- **Problem to solve**
The required output is the line containing "Return one point per instance of the white foam" through the final line of the material below, printed exactly, with no other lines.
####
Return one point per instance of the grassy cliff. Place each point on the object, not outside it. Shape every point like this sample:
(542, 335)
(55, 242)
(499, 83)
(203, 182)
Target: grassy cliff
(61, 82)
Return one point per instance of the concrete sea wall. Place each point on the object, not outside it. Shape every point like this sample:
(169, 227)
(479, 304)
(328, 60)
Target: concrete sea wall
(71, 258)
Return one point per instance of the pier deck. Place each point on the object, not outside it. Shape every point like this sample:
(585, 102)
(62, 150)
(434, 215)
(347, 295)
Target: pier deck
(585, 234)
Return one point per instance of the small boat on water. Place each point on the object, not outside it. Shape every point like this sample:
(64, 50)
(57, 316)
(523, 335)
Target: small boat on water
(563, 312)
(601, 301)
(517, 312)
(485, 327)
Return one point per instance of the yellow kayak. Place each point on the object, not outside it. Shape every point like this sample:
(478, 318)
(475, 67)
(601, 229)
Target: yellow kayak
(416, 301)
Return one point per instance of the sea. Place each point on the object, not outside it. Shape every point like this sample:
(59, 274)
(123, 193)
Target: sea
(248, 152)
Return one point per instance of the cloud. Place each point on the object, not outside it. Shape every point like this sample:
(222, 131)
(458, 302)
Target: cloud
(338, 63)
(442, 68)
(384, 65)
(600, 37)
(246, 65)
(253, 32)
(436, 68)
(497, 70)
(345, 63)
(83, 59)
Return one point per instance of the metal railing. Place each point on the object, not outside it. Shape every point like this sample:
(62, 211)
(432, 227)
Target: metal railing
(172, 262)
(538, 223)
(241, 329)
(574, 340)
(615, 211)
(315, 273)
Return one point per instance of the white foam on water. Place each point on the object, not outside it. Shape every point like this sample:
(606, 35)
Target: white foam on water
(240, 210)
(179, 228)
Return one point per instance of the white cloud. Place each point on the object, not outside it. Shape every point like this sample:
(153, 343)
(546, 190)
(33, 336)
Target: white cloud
####
- **Task output**
Return one point per instance of the white foam on water. Place each point on the object, not outside it. Shape every point like this sample:
(606, 35)
Target: white foam on water
(240, 210)
(179, 228)
Return one point per instance of the white cloud. Place each point on the object, not outside it. Shape every point like this sample:
(153, 343)
(546, 190)
(33, 336)
Target: white cloud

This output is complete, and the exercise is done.